** Start of SOURCE EXTRACT **

# Hey, When's the Last Time You Saw What's His Face??



## Michael Morris (Jul 8, 2004)

The server knows - Look closely under everyone's avatar pic


----------



## Hand of Evil (Jul 8, 2004)

mmmmmmm, interesting.


----------



## Ankh-Morpork Guard (Jul 8, 2004)

Oooh, I like it!


----------



## Brother Shatterstone (Jul 8, 2004)

Spoony Bard said:
			
		

> The server knows - Look closely under everyone's avatar pic



Awesome.   You are right; you do need to look very closely to find it.   I still recommend my staff forum suggestion.


----------



## Ankh-Morpork Guard (Jul 8, 2004)

Waaay too many smilies right there


----------



## Brother Shatterstone (Jul 8, 2004)

Ankh-Morpork Guard said:
			
		

> Waaay too many smilies right there



Sorry, the workday is almost over...  (Smile left out on purpose)


in fact, I'm gone....


----------



## Ankh-Morpork Guard (Jul 8, 2004)

Brother Shatterstone said:
			
		

> Sorry, the workday is almost over...  (Smile left out on purpose)
> 
> 
> in fact, I'm gone....



 Awww...the double post is gone. That was what made it so much...there's goes my fun. Bah.


----------



## Brother Shatterstone (Jul 9, 2004)

Ankh-Morpork Guard said:
			
		

> Awww...the double post is gone. That was what made it so much...there's goes my fun. Bah.



Yeah mod privileges has its advantages…  I can’t do much of anything in this forum but I can soft delete my own posts.  It’s still there but few of the board members can really see it. 

If you miss it I can restore it for you...


----------



## Knightfall (Jul 10, 2004)

That's such a great idea!

** End of SOURCE EXTRACT **

__PROBLEM SET__.
1) Explain, in one to three sentences, how the double post in the forum thread came to be gone.
2) Report each line of the records that contains the word "black", with case counting.
The records bear no relation to the forum thread.

** Start of RECORDS TO USE **

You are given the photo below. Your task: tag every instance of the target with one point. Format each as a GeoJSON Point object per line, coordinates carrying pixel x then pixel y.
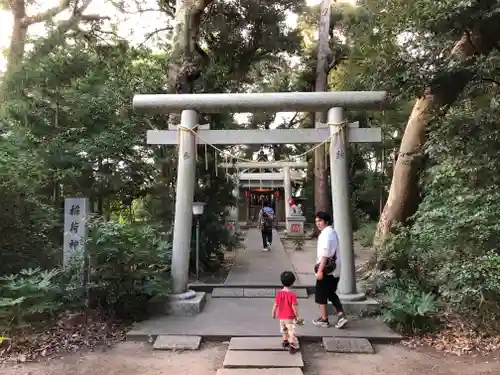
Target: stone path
{"type": "Point", "coordinates": [242, 317]}
{"type": "Point", "coordinates": [260, 353]}
{"type": "Point", "coordinates": [252, 266]}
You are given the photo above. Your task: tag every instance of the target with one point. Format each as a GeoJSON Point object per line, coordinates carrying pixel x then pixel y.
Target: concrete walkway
{"type": "Point", "coordinates": [252, 266]}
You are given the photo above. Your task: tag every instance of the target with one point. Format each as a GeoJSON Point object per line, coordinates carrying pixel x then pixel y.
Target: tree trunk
{"type": "Point", "coordinates": [403, 198]}
{"type": "Point", "coordinates": [320, 170]}
{"type": "Point", "coordinates": [186, 63]}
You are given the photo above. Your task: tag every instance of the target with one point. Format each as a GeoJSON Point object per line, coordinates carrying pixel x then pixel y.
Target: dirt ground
{"type": "Point", "coordinates": [132, 358]}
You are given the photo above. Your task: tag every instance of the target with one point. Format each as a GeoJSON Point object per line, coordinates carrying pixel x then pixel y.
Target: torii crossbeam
{"type": "Point", "coordinates": [190, 104]}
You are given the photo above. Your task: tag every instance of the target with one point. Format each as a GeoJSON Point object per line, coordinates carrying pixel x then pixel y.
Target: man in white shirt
{"type": "Point", "coordinates": [328, 257]}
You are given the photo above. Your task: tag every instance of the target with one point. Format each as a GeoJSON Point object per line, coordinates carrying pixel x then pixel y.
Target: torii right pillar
{"type": "Point", "coordinates": [339, 177]}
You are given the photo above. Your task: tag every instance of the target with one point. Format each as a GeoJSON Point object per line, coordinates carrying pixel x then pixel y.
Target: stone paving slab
{"type": "Point", "coordinates": [252, 293]}
{"type": "Point", "coordinates": [227, 293]}
{"type": "Point", "coordinates": [260, 371]}
{"type": "Point", "coordinates": [244, 317]}
{"type": "Point", "coordinates": [262, 359]}
{"type": "Point", "coordinates": [177, 342]}
{"type": "Point", "coordinates": [347, 345]}
{"type": "Point", "coordinates": [257, 343]}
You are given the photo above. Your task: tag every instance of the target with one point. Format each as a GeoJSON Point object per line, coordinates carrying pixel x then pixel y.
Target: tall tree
{"type": "Point", "coordinates": [22, 21]}
{"type": "Point", "coordinates": [320, 171]}
{"type": "Point", "coordinates": [478, 26]}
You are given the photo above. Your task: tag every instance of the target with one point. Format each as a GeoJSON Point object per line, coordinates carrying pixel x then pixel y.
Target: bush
{"type": "Point", "coordinates": [451, 249]}
{"type": "Point", "coordinates": [129, 264]}
{"type": "Point", "coordinates": [410, 310]}
{"type": "Point", "coordinates": [30, 294]}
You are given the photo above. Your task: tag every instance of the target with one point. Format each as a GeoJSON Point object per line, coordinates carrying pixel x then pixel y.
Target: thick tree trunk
{"type": "Point", "coordinates": [186, 63]}
{"type": "Point", "coordinates": [320, 170]}
{"type": "Point", "coordinates": [187, 60]}
{"type": "Point", "coordinates": [403, 198]}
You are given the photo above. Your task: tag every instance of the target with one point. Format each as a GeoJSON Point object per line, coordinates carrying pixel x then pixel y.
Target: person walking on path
{"type": "Point", "coordinates": [265, 224]}
{"type": "Point", "coordinates": [327, 270]}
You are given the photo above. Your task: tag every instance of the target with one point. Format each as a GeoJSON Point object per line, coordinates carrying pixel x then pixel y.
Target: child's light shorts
{"type": "Point", "coordinates": [287, 326]}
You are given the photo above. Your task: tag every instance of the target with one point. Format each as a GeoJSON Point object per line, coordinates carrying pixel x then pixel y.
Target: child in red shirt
{"type": "Point", "coordinates": [286, 308]}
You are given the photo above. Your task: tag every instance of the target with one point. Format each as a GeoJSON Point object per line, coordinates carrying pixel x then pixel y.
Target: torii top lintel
{"type": "Point", "coordinates": [248, 102]}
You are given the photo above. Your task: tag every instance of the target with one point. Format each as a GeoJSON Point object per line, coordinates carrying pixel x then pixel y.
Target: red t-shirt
{"type": "Point", "coordinates": [285, 300]}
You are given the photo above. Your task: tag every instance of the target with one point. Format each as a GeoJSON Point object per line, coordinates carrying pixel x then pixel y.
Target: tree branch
{"type": "Point", "coordinates": [491, 80]}
{"type": "Point", "coordinates": [48, 14]}
{"type": "Point", "coordinates": [153, 33]}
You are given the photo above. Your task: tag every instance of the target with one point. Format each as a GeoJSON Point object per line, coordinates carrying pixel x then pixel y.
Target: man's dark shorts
{"type": "Point", "coordinates": [325, 289]}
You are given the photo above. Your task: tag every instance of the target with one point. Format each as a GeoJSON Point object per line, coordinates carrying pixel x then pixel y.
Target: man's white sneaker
{"type": "Point", "coordinates": [341, 322]}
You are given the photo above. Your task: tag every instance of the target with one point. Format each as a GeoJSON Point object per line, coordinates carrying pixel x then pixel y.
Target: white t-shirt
{"type": "Point", "coordinates": [328, 245]}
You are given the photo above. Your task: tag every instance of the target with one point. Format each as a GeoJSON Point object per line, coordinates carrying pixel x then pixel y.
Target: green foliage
{"type": "Point", "coordinates": [365, 233]}
{"type": "Point", "coordinates": [29, 294]}
{"type": "Point", "coordinates": [451, 249]}
{"type": "Point", "coordinates": [129, 264]}
{"type": "Point", "coordinates": [410, 311]}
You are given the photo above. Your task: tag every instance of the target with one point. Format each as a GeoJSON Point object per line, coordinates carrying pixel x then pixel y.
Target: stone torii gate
{"type": "Point", "coordinates": [284, 176]}
{"type": "Point", "coordinates": [190, 104]}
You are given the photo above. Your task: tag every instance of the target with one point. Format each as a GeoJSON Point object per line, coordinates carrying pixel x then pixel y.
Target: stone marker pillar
{"type": "Point", "coordinates": [295, 225]}
{"type": "Point", "coordinates": [339, 175]}
{"type": "Point", "coordinates": [76, 215]}
{"type": "Point", "coordinates": [236, 208]}
{"type": "Point", "coordinates": [186, 173]}
{"type": "Point", "coordinates": [287, 183]}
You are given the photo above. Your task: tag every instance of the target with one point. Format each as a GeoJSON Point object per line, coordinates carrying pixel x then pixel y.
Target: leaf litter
{"type": "Point", "coordinates": [69, 333]}
{"type": "Point", "coordinates": [457, 338]}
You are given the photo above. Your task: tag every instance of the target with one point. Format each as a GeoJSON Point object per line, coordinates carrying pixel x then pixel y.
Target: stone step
{"type": "Point", "coordinates": [177, 342]}
{"type": "Point", "coordinates": [260, 371]}
{"type": "Point", "coordinates": [262, 359]}
{"type": "Point", "coordinates": [252, 292]}
{"type": "Point", "coordinates": [347, 345]}
{"type": "Point", "coordinates": [257, 343]}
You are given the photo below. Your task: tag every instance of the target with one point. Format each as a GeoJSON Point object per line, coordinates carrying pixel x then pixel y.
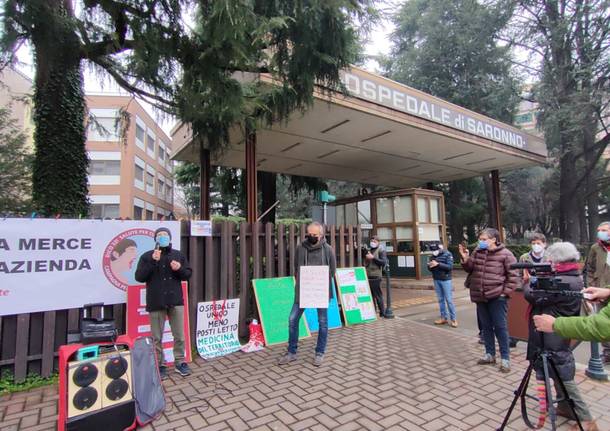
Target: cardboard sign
{"type": "Point", "coordinates": [201, 228]}
{"type": "Point", "coordinates": [274, 299]}
{"type": "Point", "coordinates": [314, 286]}
{"type": "Point", "coordinates": [138, 323]}
{"type": "Point", "coordinates": [355, 295]}
{"type": "Point", "coordinates": [334, 317]}
{"type": "Point", "coordinates": [217, 326]}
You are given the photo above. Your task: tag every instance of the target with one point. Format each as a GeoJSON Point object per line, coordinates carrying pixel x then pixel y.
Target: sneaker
{"type": "Point", "coordinates": [287, 358]}
{"type": "Point", "coordinates": [317, 360]}
{"type": "Point", "coordinates": [586, 425]}
{"type": "Point", "coordinates": [183, 369]}
{"type": "Point", "coordinates": [487, 360]}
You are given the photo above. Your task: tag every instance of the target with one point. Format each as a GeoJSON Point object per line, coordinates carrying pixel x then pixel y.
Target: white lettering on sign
{"type": "Point", "coordinates": [314, 282]}
{"type": "Point", "coordinates": [399, 100]}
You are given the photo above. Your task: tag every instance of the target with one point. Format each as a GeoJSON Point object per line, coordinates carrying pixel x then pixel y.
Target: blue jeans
{"type": "Point", "coordinates": [293, 328]}
{"type": "Point", "coordinates": [494, 324]}
{"type": "Point", "coordinates": [444, 293]}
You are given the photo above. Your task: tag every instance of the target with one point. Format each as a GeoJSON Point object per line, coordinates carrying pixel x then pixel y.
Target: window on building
{"type": "Point", "coordinates": [104, 210]}
{"type": "Point", "coordinates": [105, 167]}
{"type": "Point", "coordinates": [137, 212]}
{"type": "Point", "coordinates": [150, 144]}
{"type": "Point", "coordinates": [140, 134]}
{"type": "Point", "coordinates": [385, 213]}
{"type": "Point", "coordinates": [103, 125]}
{"type": "Point", "coordinates": [150, 180]}
{"type": "Point", "coordinates": [139, 173]}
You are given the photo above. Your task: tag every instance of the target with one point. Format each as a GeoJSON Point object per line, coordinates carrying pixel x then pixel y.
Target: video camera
{"type": "Point", "coordinates": [544, 281]}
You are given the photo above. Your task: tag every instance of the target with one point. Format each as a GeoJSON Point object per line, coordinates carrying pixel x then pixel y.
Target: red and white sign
{"type": "Point", "coordinates": [138, 323]}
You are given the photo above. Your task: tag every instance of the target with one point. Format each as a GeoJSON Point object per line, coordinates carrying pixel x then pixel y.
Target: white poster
{"type": "Point", "coordinates": [49, 264]}
{"type": "Point", "coordinates": [313, 286]}
{"type": "Point", "coordinates": [217, 326]}
{"type": "Point", "coordinates": [201, 228]}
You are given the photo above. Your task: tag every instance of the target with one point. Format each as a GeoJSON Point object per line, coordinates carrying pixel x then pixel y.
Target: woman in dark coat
{"type": "Point", "coordinates": [491, 283]}
{"type": "Point", "coordinates": [564, 257]}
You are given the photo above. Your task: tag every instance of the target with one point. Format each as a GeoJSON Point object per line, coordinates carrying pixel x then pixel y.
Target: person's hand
{"type": "Point", "coordinates": [544, 323]}
{"type": "Point", "coordinates": [464, 253]}
{"type": "Point", "coordinates": [596, 294]}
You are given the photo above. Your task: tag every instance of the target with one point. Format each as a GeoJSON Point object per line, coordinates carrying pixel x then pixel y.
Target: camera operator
{"type": "Point", "coordinates": [441, 266]}
{"type": "Point", "coordinates": [376, 259]}
{"type": "Point", "coordinates": [547, 300]}
{"type": "Point", "coordinates": [598, 268]}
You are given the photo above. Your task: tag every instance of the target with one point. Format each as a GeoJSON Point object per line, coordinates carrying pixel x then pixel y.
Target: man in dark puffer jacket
{"type": "Point", "coordinates": [163, 270]}
{"type": "Point", "coordinates": [491, 283]}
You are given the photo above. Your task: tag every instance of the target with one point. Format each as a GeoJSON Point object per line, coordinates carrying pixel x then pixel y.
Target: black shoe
{"type": "Point", "coordinates": [163, 372]}
{"type": "Point", "coordinates": [183, 369]}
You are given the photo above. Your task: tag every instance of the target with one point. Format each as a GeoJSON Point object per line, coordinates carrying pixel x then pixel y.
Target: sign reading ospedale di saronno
{"type": "Point", "coordinates": [367, 89]}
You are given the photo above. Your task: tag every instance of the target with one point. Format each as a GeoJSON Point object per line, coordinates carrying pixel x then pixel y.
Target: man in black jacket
{"type": "Point", "coordinates": [441, 266]}
{"type": "Point", "coordinates": [313, 251]}
{"type": "Point", "coordinates": [163, 270]}
{"type": "Point", "coordinates": [376, 259]}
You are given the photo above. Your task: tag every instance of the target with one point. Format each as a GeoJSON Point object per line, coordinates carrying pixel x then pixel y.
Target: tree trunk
{"type": "Point", "coordinates": [60, 159]}
{"type": "Point", "coordinates": [456, 229]}
{"type": "Point", "coordinates": [569, 227]}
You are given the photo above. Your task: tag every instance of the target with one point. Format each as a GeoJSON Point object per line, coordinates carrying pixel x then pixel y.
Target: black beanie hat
{"type": "Point", "coordinates": [163, 229]}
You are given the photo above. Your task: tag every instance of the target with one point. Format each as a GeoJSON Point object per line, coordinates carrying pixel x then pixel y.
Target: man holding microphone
{"type": "Point", "coordinates": [163, 270]}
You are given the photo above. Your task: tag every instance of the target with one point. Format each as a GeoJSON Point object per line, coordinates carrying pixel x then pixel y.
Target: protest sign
{"type": "Point", "coordinates": [313, 286]}
{"type": "Point", "coordinates": [355, 295]}
{"type": "Point", "coordinates": [138, 323]}
{"type": "Point", "coordinates": [274, 298]}
{"type": "Point", "coordinates": [217, 326]}
{"type": "Point", "coordinates": [56, 264]}
{"type": "Point", "coordinates": [334, 317]}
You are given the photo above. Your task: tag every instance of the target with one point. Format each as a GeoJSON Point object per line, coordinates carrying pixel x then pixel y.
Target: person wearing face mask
{"type": "Point", "coordinates": [163, 270]}
{"type": "Point", "coordinates": [598, 269]}
{"type": "Point", "coordinates": [491, 283]}
{"type": "Point", "coordinates": [441, 266]}
{"type": "Point", "coordinates": [376, 260]}
{"type": "Point", "coordinates": [313, 251]}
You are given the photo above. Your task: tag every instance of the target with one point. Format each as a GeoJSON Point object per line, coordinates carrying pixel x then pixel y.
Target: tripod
{"type": "Point", "coordinates": [521, 392]}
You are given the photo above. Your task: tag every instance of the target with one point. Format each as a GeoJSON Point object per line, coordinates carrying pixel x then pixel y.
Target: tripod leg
{"type": "Point", "coordinates": [566, 395]}
{"type": "Point", "coordinates": [549, 390]}
{"type": "Point", "coordinates": [520, 392]}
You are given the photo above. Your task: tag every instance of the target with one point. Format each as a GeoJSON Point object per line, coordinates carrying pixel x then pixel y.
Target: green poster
{"type": "Point", "coordinates": [274, 298]}
{"type": "Point", "coordinates": [355, 293]}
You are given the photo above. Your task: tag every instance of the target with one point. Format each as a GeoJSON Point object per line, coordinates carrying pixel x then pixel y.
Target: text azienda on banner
{"type": "Point", "coordinates": [45, 265]}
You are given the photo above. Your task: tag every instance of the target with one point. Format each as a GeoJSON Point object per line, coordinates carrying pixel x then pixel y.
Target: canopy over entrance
{"type": "Point", "coordinates": [382, 133]}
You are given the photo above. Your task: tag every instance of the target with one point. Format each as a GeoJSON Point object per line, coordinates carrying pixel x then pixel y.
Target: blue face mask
{"type": "Point", "coordinates": [603, 236]}
{"type": "Point", "coordinates": [163, 240]}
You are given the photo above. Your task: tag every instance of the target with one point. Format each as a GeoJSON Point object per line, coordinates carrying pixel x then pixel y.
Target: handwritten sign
{"type": "Point", "coordinates": [314, 281]}
{"type": "Point", "coordinates": [201, 228]}
{"type": "Point", "coordinates": [217, 325]}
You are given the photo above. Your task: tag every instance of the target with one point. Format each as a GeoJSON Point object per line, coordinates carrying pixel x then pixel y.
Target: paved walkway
{"type": "Point", "coordinates": [388, 375]}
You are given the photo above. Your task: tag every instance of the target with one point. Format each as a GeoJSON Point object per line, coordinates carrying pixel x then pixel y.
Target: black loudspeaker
{"type": "Point", "coordinates": [100, 393]}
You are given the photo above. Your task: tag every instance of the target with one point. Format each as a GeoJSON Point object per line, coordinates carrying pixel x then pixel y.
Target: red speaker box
{"type": "Point", "coordinates": [96, 393]}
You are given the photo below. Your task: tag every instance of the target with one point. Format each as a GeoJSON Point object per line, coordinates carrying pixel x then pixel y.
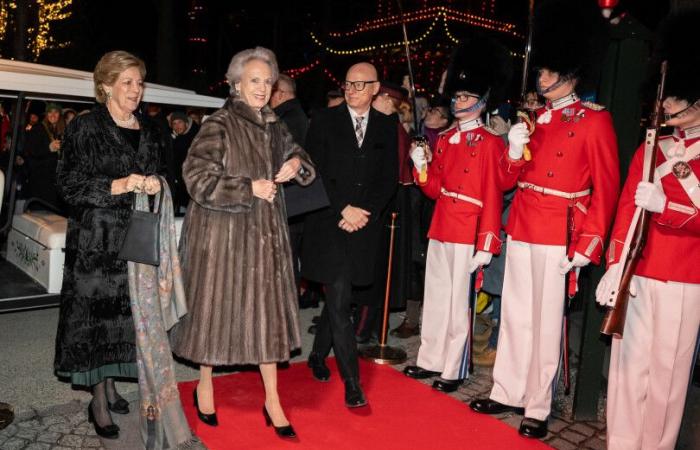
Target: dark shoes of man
{"type": "Point", "coordinates": [447, 385]}
{"type": "Point", "coordinates": [310, 298]}
{"type": "Point", "coordinates": [7, 415]}
{"type": "Point", "coordinates": [405, 331]}
{"type": "Point", "coordinates": [313, 328]}
{"type": "Point", "coordinates": [488, 406]}
{"type": "Point", "coordinates": [318, 366]}
{"type": "Point", "coordinates": [419, 373]}
{"type": "Point", "coordinates": [354, 397]}
{"type": "Point", "coordinates": [533, 428]}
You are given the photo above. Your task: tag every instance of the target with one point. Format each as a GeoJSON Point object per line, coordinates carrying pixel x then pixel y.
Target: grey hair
{"type": "Point", "coordinates": [240, 59]}
{"type": "Point", "coordinates": [289, 81]}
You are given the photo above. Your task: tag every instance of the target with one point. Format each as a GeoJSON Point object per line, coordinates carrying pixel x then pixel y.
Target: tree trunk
{"type": "Point", "coordinates": [21, 52]}
{"type": "Point", "coordinates": [167, 70]}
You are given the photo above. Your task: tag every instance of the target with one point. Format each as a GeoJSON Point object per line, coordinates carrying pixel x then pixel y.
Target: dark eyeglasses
{"type": "Point", "coordinates": [438, 110]}
{"type": "Point", "coordinates": [357, 85]}
{"type": "Point", "coordinates": [464, 96]}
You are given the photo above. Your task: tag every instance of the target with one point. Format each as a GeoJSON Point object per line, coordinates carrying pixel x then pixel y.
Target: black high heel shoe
{"type": "Point", "coordinates": [286, 431]}
{"type": "Point", "coordinates": [109, 432]}
{"type": "Point", "coordinates": [121, 406]}
{"type": "Point", "coordinates": [209, 419]}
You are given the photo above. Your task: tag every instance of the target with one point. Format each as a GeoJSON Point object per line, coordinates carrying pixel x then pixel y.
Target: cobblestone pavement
{"type": "Point", "coordinates": [65, 427]}
{"type": "Point", "coordinates": [56, 428]}
{"type": "Point", "coordinates": [564, 433]}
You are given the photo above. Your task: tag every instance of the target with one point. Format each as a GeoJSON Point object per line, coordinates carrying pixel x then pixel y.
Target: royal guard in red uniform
{"type": "Point", "coordinates": [463, 178]}
{"type": "Point", "coordinates": [650, 366]}
{"type": "Point", "coordinates": [567, 180]}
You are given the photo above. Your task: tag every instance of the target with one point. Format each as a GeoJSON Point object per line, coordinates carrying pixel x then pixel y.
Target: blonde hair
{"type": "Point", "coordinates": [240, 59]}
{"type": "Point", "coordinates": [110, 66]}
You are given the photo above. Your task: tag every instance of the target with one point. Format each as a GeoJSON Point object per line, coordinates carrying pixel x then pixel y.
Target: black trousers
{"type": "Point", "coordinates": [335, 329]}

** End of RECORDS TO USE **

__EXPECTED OUTPUTS__.
1) Brother Shatterstone soft-deleted it using his mod privileges, which let him soft delete his own posts in that forum. The post is still there, but few board members can see it.

2)
Target: black shoe
Target: man in black jacket
Target: black beanie hat
Target: black loudspeaker
Target: black high heel shoe
Target: black trousers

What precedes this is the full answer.